■ Description of the task ■
In the mold illness text below, condense the paragraph that begins "About 24% of the population" into a short bulleted list that keeps its main facts.

■ Quoted passage ■
You've been to the doctor. Maybe several. Your bloodwork came back "normal." Your spouse sleeps in the same bedroom and feels fine. Your coworkers share the same office air and nobody else is complaining.

So it must be stress. Or anxiety. Or maybe you're just not sleeping well.

But here's the thing nobody told you: the reason nobody else is sick is the same reason you are. That's not a contradiction. It's genetics.

"My life would likely have been quite different the past 8 years had MoldCo been around when I found mold in my house in 2017. It's been a journey even talking publicly about mold illness since it sounds like quackery. Getting help has been even harder. Most doctors downplay the impact of mold." — MoldCo patient

The 24/76 split

About 24% of the population carries variants of the HLA-DR gene (Human Leukocyte Antigen) that limit the body's ability to clear biotoxins. When you breathe in the mix of spores and fragments of mold, bacteria, and actinomycetes plus the volatile compounds found in water-damaged buildings, your liver is supposed to bind them to bile and flush them out. For 76% of people, that system works. They breathe the same air you do and their bodies handle it without a second thought.

If you're in the other 24%, those biotoxins recirculate. Your innate immune system creates an inflammatory response and then can't shut it off, because it never recognizes that the threat has been handled. Same building. Same air. Completely different outcomes.

The medical name for this is Chronic Inflammatory Response Syndrome, or CIRS. A 2024 literature review in Annals of Medicine & Surgery defines it as innate immune dysregulation following respiratory exposure to water-damaged buildings. And the very thing that makes you feel dismissed ("but nobody else is sick") is actually the defining feature of the condition.

■ Supplied material ■
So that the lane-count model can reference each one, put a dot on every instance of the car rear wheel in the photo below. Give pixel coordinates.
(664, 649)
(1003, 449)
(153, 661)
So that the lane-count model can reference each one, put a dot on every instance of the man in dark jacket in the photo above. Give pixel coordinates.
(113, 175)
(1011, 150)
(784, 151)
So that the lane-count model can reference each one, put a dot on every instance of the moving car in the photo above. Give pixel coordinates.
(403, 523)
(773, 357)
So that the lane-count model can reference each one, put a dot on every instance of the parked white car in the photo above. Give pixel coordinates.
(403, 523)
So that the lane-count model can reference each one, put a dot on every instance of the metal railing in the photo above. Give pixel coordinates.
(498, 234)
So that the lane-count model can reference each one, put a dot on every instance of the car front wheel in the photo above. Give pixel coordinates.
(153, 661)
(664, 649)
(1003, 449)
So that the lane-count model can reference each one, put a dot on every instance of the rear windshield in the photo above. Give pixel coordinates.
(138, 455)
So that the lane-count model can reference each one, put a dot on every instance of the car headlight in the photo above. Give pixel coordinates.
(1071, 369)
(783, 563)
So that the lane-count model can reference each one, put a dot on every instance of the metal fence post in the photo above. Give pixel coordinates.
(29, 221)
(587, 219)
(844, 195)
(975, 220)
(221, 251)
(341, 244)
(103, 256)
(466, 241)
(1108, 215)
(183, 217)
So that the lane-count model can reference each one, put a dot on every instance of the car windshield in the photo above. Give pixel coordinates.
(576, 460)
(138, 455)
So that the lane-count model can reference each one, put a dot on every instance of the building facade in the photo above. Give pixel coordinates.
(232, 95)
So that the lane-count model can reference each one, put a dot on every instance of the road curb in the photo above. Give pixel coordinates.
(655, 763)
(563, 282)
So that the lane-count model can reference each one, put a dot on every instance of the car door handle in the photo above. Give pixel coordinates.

■ Answer to this exercise ■
- About 24% of people carry HLA-DR (Human Leukocyte Antigen) gene variants that limit the body's ability to clear biotoxins.
- Water-damaged buildings contain spores and fragments of mold, bacteria, and actinomycetes, plus volatile compounds.
- When these are inhaled, the liver should bind them to bile and flush them out.
- This system works for 76% of people, who breathe the same air without trouble.